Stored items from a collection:
+===+
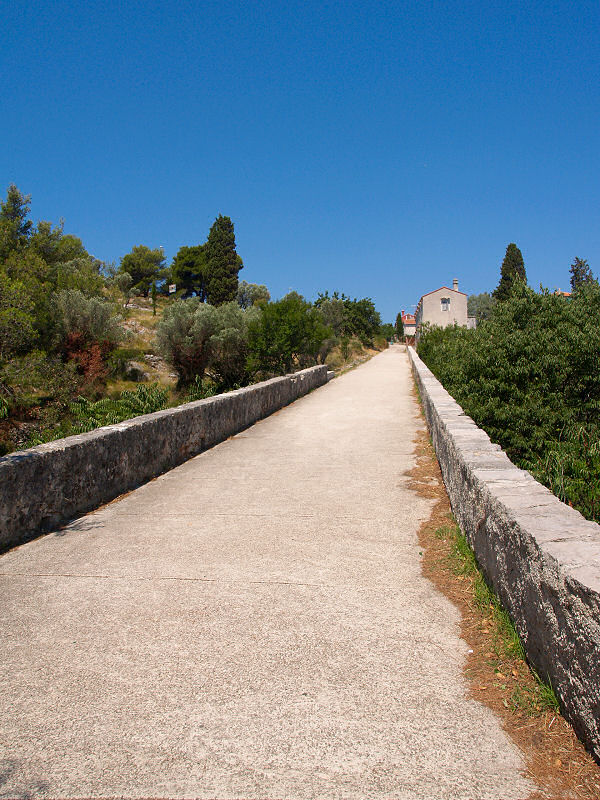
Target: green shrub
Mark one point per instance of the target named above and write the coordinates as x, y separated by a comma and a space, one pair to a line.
287, 334
186, 337
529, 376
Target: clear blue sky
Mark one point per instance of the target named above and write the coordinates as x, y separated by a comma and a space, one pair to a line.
374, 147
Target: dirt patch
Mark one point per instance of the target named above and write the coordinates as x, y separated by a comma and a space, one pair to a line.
556, 760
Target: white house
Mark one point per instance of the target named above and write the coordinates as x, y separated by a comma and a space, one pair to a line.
443, 307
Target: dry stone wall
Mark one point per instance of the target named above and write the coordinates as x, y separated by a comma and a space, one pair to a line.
46, 485
541, 556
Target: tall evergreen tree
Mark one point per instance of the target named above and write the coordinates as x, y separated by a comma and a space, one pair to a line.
222, 262
580, 274
512, 271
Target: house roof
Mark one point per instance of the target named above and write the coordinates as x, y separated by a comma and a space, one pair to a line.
443, 287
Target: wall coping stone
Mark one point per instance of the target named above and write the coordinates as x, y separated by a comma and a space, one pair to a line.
540, 555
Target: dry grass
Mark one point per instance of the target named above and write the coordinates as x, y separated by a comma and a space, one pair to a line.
497, 675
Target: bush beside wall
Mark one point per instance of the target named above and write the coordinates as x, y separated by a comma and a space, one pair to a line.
44, 486
541, 556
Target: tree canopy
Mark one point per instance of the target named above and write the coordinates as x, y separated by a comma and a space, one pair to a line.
222, 262
511, 272
145, 266
581, 274
480, 306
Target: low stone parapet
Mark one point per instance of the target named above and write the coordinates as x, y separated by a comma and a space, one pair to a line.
44, 486
541, 556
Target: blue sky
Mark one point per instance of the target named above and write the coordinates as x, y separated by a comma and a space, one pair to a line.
378, 148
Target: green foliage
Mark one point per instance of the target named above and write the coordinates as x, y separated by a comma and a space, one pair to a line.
123, 282
512, 272
15, 228
529, 376
53, 246
199, 390
251, 294
287, 334
333, 314
145, 399
581, 274
186, 337
188, 271
399, 326
480, 306
17, 323
144, 265
223, 262
348, 317
91, 319
229, 364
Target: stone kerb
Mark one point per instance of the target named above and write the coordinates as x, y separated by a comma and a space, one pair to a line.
541, 556
46, 485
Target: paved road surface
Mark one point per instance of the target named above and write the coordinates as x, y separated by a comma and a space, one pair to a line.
253, 624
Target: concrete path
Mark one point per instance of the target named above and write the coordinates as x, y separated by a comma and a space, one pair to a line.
253, 624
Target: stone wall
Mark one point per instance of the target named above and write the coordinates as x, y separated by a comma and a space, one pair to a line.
46, 485
541, 556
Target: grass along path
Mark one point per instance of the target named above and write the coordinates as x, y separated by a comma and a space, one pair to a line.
496, 669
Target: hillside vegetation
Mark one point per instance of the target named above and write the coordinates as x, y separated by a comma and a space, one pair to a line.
530, 376
84, 343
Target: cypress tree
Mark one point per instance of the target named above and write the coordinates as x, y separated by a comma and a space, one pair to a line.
+===+
TASK INSTRUCTIONS —
Search the entries for "house" and copy out each line that has it.

FINISHED TASK —
Target: white house
Target: house roof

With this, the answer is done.